*What you are asked to do:* The records should be repeated word for word, pictures excluded.

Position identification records
· · ·
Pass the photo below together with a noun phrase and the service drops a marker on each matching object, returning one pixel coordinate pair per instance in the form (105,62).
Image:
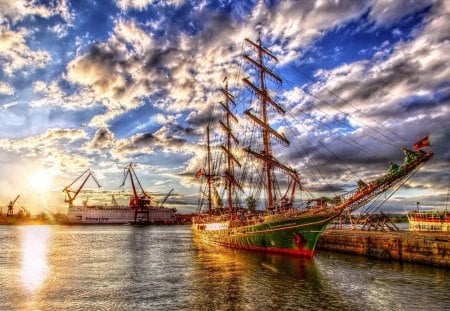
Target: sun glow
(35,245)
(40,181)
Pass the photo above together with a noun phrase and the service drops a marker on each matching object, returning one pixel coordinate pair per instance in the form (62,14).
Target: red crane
(139,204)
(11,206)
(136,200)
(72,194)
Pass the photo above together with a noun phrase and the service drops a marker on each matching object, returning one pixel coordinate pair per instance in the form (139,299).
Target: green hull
(293,233)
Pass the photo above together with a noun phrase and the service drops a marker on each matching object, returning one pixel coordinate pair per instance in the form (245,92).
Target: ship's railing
(358,198)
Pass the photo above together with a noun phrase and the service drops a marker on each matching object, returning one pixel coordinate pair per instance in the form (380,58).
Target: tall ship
(245,166)
(139,211)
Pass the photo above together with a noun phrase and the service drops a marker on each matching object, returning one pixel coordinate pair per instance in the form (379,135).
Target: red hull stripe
(301,252)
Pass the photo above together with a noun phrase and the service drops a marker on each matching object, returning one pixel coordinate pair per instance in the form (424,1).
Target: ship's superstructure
(282,226)
(139,211)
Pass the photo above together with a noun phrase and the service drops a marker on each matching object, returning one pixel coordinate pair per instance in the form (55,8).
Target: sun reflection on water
(35,246)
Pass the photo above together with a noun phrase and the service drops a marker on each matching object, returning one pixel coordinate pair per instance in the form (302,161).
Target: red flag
(199,173)
(424,142)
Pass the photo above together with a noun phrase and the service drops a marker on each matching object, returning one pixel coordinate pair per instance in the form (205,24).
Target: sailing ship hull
(429,221)
(295,234)
(116,215)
· · ·
*Answer in full:*
Pass the photo below together with a noun phrase and the service drops a marker on each matching object, returning one pixel coordinate pair per instance in the form (105,62).
Image:
Target: sun glow
(35,245)
(40,181)
Pass the photo above together with a noun phrase and the service drops a marker on each matching object, returning one pixel coordinate pair per instance in the form (62,14).
Target: red crane
(139,204)
(11,206)
(136,200)
(72,194)
Pass the photo above together with a noun phrase and the service drops a marker on each matching object, returning one pixel coordinate pair per instance in the form (139,299).
Target: green hull
(293,233)
Pass the photo above together with a noun phrase and the service drops a marker on each matching object, returning one pixel coordinate pair per instance in the form (245,92).
Target: ship's railing
(358,198)
Pass the photo above together with a noun phrase and the service drops a marker on each matching object, returning one pixel coordinate pair per instance in the form (380,58).
Target: tall ship
(245,166)
(139,211)
Pass the photo above together with a noun phrase and the service drops a marker on each matching object, returning one pixel coordinate pair per instance in the form (379,135).
Target: red hull stripe
(301,252)
Pass the photo above together with a noun phrase and the service drops a marker on each matching object, returning one pixel coordinate pair per instance in the form (424,1).
Target: ship's superstructure
(282,226)
(139,211)
Pass the photo above together with a noun phrase and the service drops a marker on each matching object, returning one pixel coordinate pair per instance in the form (55,8).
Target: sun reflection on water
(35,246)
Pass the photo above together with a noun phrase and the service drops a marker on each matching object, returning one pixel coordinate pair per instance in the form (302,161).
Target: red flag
(199,173)
(424,142)
Pass the photo above together with a noun phrase and the service drops a marker on each matching object, returning one pixel coordinate pair per instance in the form (205,24).
Target: sailing ship hull
(429,221)
(295,234)
(116,215)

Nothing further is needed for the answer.